Your instructions
In the listing below, how many lines hold "shirt"? Give the number only.

Records for processing
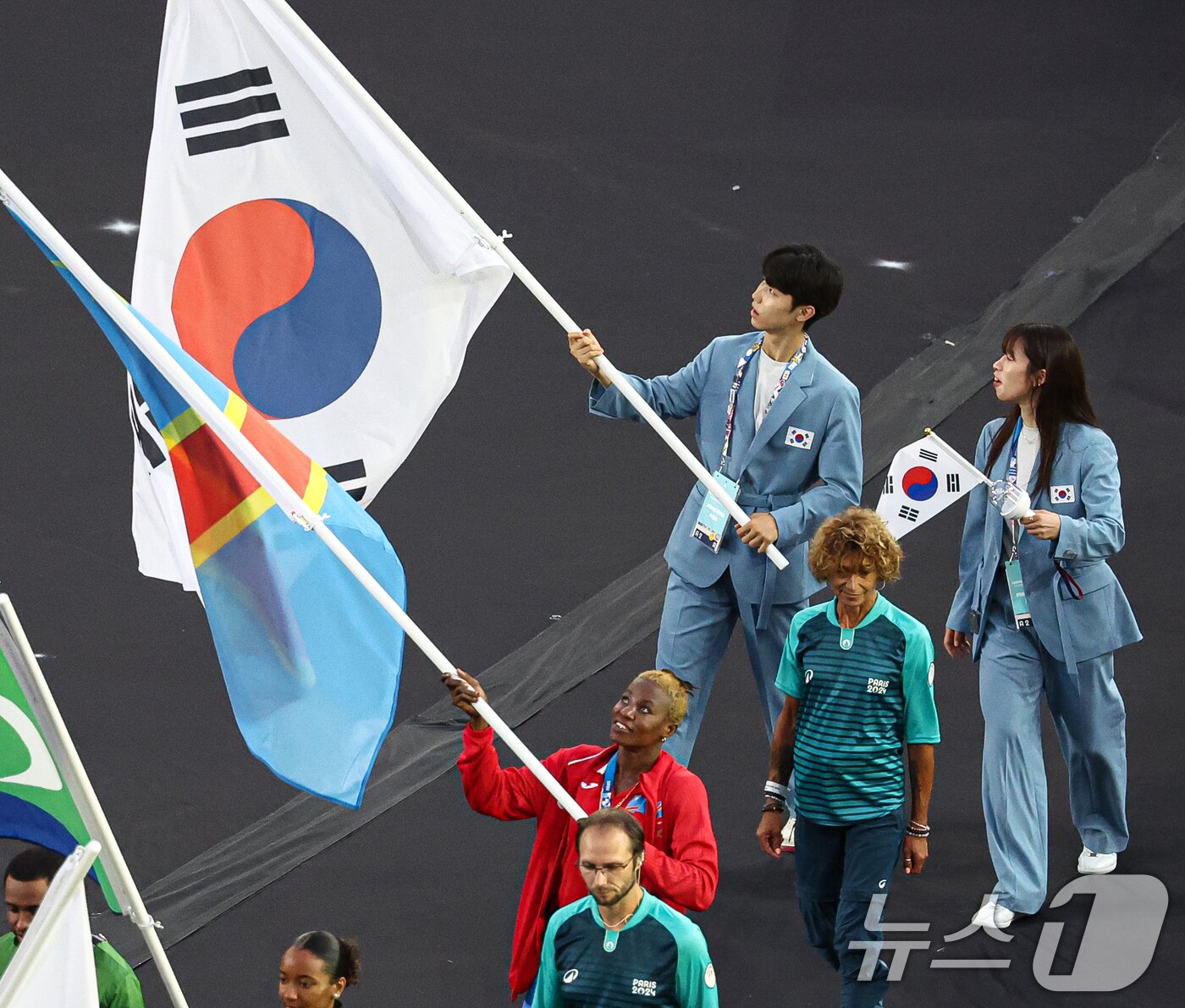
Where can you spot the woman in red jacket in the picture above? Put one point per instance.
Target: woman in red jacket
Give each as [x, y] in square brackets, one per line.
[633, 774]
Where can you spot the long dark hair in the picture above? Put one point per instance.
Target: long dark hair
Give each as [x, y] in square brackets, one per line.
[1062, 398]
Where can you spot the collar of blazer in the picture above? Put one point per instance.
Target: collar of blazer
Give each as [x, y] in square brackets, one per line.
[787, 402]
[1000, 469]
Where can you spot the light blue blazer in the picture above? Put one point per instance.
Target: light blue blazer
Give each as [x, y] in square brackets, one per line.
[1072, 629]
[799, 486]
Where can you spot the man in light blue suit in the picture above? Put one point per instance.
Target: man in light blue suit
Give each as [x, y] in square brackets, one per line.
[782, 426]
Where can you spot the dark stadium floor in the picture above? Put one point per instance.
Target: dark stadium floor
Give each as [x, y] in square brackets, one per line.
[610, 140]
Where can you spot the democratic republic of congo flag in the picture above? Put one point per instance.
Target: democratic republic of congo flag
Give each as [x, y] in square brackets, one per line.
[36, 800]
[310, 658]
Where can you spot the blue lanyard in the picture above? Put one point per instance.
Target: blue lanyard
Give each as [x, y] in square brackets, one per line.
[610, 771]
[1012, 453]
[730, 416]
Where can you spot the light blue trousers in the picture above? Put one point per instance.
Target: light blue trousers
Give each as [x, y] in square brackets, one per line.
[697, 623]
[1088, 712]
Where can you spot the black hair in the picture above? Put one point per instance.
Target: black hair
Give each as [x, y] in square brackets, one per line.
[339, 955]
[618, 818]
[33, 863]
[1062, 398]
[807, 275]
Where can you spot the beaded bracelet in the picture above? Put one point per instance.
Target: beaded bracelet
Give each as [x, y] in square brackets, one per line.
[775, 790]
[918, 829]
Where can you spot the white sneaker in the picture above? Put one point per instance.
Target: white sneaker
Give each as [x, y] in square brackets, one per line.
[788, 835]
[992, 915]
[1093, 863]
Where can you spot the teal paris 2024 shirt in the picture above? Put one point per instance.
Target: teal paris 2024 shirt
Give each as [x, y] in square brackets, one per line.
[659, 958]
[862, 693]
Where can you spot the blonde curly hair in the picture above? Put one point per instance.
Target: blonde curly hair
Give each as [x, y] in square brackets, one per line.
[675, 687]
[857, 530]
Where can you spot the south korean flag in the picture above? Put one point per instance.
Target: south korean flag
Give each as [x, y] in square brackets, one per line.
[921, 482]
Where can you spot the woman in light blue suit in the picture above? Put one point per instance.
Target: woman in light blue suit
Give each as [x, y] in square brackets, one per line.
[1050, 445]
[794, 451]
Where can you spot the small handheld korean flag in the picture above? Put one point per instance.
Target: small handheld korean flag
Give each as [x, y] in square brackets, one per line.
[921, 482]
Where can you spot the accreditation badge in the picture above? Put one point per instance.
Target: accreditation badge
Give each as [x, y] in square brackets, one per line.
[713, 521]
[1017, 593]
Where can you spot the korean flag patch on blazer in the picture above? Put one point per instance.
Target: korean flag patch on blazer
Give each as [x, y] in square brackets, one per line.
[796, 438]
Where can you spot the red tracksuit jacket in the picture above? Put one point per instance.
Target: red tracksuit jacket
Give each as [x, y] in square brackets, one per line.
[681, 865]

Task result
2